#### Directions
Can you express the rows below as a numbered list, beginning with the line that contains "of the snow-covered" and ending with the line that contains "x=529 y=216", both included? Use only those lines and leave out any blank ones.

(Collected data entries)
****************************************

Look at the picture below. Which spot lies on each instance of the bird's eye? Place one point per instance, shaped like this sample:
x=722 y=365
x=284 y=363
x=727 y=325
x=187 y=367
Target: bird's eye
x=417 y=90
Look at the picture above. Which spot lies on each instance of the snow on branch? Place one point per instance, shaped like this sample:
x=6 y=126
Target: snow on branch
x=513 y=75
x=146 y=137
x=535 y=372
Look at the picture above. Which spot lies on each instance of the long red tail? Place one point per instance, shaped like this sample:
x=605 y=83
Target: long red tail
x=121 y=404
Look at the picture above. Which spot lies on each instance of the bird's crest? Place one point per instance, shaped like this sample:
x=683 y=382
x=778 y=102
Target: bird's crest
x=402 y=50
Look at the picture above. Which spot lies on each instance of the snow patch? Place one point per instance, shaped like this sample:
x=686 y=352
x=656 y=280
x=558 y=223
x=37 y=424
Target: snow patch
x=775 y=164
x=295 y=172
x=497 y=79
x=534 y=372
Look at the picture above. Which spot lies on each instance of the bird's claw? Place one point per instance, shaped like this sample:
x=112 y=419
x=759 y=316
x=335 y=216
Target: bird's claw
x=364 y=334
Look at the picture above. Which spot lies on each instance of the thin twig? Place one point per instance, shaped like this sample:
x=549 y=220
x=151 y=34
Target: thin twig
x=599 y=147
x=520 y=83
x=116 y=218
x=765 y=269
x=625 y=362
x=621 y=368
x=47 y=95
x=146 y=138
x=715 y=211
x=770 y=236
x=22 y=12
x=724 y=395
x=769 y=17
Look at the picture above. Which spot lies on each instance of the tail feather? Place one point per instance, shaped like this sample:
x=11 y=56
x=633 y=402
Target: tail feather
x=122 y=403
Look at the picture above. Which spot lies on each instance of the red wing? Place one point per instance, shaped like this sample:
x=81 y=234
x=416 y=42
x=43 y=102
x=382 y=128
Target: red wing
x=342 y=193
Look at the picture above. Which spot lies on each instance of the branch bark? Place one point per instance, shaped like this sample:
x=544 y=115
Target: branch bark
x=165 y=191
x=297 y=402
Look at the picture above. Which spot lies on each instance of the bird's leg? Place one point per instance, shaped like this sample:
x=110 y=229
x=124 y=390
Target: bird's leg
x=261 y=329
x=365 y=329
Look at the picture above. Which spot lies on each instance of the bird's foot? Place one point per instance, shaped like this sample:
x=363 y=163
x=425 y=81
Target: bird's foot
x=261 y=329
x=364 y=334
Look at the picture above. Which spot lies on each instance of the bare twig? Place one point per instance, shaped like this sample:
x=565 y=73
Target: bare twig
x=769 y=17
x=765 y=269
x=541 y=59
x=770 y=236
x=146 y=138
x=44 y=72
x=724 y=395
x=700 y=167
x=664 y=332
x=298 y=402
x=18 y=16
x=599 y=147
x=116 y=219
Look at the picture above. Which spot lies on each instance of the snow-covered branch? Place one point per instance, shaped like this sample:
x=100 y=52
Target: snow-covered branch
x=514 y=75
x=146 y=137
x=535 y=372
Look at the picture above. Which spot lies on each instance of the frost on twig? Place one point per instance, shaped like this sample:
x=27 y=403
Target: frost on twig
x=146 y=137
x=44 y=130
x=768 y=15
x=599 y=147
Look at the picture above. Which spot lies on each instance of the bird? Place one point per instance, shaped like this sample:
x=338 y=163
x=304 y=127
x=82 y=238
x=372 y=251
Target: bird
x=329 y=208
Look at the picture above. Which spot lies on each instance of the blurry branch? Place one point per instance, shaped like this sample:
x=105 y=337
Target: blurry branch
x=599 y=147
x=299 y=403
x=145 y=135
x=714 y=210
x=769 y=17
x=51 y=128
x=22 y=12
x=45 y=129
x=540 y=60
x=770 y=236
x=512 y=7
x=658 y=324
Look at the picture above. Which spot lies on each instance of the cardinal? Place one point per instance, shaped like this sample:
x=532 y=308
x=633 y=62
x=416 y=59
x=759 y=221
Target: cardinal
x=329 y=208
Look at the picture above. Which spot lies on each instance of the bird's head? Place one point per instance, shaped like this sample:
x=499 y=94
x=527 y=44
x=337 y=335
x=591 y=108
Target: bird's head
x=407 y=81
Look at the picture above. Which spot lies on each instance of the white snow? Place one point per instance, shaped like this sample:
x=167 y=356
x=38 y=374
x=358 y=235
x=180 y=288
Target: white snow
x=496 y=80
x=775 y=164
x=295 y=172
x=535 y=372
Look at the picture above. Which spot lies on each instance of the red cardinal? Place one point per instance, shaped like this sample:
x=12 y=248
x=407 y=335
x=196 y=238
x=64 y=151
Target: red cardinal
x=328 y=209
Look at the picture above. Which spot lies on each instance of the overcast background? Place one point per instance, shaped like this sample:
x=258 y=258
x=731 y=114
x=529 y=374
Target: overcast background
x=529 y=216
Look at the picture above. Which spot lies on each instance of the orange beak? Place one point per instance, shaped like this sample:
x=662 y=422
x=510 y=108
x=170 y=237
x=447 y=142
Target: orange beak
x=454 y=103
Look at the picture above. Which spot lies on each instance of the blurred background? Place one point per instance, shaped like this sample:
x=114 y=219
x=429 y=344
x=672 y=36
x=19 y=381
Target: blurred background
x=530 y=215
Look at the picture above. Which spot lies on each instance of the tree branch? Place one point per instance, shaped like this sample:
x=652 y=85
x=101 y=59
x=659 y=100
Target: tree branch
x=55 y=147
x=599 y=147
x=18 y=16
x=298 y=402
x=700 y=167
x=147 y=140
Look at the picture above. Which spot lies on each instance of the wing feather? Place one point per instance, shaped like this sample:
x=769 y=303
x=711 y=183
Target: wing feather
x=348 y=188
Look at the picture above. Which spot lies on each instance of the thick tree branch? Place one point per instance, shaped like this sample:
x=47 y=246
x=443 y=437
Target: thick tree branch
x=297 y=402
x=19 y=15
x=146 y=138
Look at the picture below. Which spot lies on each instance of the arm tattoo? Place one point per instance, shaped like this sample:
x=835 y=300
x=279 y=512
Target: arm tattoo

****************************************

#### Reply
1. Look at the picture above. Which spot lies on each instance of the snow-covered branch? Place one point per instance, shaped like this sample:
2. x=100 y=52
3. Target: snow-covered branch
4. x=514 y=75
5. x=146 y=137
6. x=535 y=372
7. Look at the picture above. Which spot lies on each instance of the frost on twig? Place one point per instance, shaped like this sample:
8. x=27 y=403
9. Target: frost on twig
10. x=146 y=137
11. x=44 y=130
12. x=768 y=15
13. x=599 y=147
14. Look at the picture above. Which spot lies on each instance of the bird? Place one point per instance, shaped like this sample:
15. x=338 y=163
16. x=304 y=127
17. x=82 y=238
18. x=372 y=251
19. Target: bird
20. x=329 y=208
21. Look at the picture above. Which spot lies on each instance of the blurry branch? Place one point per instance, shaped like this sample:
22. x=105 y=337
23. Target: blurry branch
24. x=599 y=147
25. x=299 y=403
26. x=145 y=135
27. x=714 y=210
28. x=769 y=17
29. x=51 y=128
30. x=22 y=12
31. x=45 y=129
32. x=540 y=60
33. x=770 y=236
34. x=512 y=7
35. x=658 y=324
36. Look at the picture above. Which spot lies on each instance of the cardinal? Place one point per instance, shaped like this sample:
37. x=532 y=308
38. x=633 y=62
39. x=416 y=59
40. x=759 y=221
41. Target: cardinal
42. x=329 y=208
43. Look at the picture above. Which spot lies on each instance of the bird's head? Place one point per instance, shaped like this sample:
44. x=499 y=94
45. x=527 y=44
46. x=337 y=335
47. x=591 y=108
48. Target: bird's head
49. x=407 y=81
50. Look at the picture above. Which spot lies on each instance of the white snow? Place one point per instance, shaped like this sample:
51. x=167 y=356
52. x=38 y=374
53. x=358 y=235
54. x=180 y=288
55. Target: white snow
56. x=496 y=80
57. x=775 y=164
58. x=295 y=172
59. x=535 y=372
60. Look at the picture above. Which spot lies on each instance of the red cardinal? Place one point per instance, shaped like this sample:
61. x=12 y=248
62. x=407 y=335
63. x=196 y=238
64. x=64 y=151
65. Target: red cardinal
66. x=328 y=209
67. Look at the picture above. Which spot lies on each instance of the overcast background? Place one point per instance, shaped like this sample:
68. x=258 y=258
69. x=731 y=114
70. x=529 y=374
71. Target: overcast background
72. x=529 y=216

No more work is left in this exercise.